*** Opening Reading text ***
If you are in a four year program, it has probably been constructed with the assumption that much of that extra year comes with the gift of elective time. Use it! Terrified of epistaxis? Do an ENT rotation and make that scope your new appendage. Never got the hang of dental blocks? Forever cure your 4am tooth pain patient with a killer inferior alveolar after a dental clinic rotation. Can’t kick the international itch? Away you go on a global health elective somewhere distant. If you do things right, electives can be a gift of time, bandwidth, and access to resources that you may never have again. Consider yourself a more well-rounded physician for it.

Finally, with your medical license now in hand, consider moonlighting opportunities. This can be an enormous opportunity for growth, with the safety blanket of returning to your residency to ask attendings all of your unanswered questions. In working on your own, you chisel your self-directed learning muscles and identify your knowledge gaps. Consider urgent care if you are not feeling ready to work on your own in a busy ED. Urgent care is somewhat of a low-resource environment, where you have to decide if that iStat, EKG, and X-ray are enough. It is a place that makes you very comfortable not calling consultants, because there aren’t any. And the patients don’t self-triage to urgent care–you will see the entire spectrum of emergency medicine over time. Plus, the extra income is a nice perk to start paring down those loans during residency.
*** Closing Reading text ***
*** Opening Data provided ***
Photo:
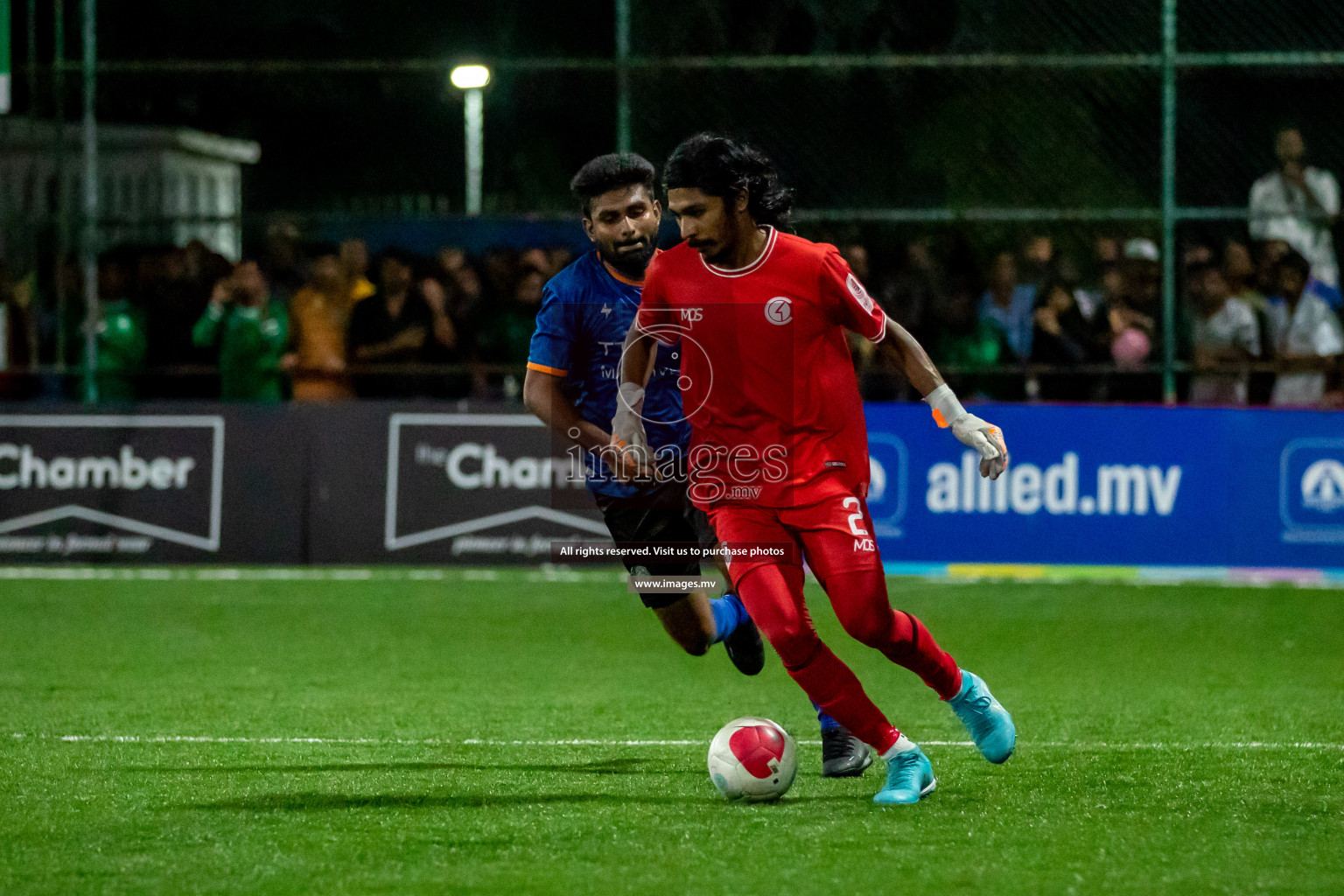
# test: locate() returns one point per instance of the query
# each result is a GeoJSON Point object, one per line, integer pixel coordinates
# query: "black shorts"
{"type": "Point", "coordinates": [663, 514]}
*** Closing Data provided ***
Task set:
(a) From the text on residency electives and moonlighting, quote the stretch from "Finally, with your" through "loans during residency.".
(b) In the text on residency electives and moonlighting, what setting is suggested for someone who does not yet feel ready to work alone in a busy ED?

Responses to the exercise:
(a)
Finally, with your medical license now in hand, consider moonlighting opportunities. This can be an enormous opportunity for growth, with the safety blanket of returning to your residency to ask attendings all of your unanswered questions. In working on your own, you chisel your self-directed learning muscles and identify your knowledge gaps. Consider urgent care if you are not feeling ready to work on your own in a busy ED. Urgent care is somewhat of a low-resource environment, where you have to decide if that iStat, EKG, and X-ray are enough. It is a place that makes you very comfortable not calling consultants, because there aren’t any. And the patients don’t self-triage to urgent care–you will see the entire spectrum of emergency medicine over time. Plus, the extra income is a nice perk to start paring down those loans during residency.

(b) Urgent care.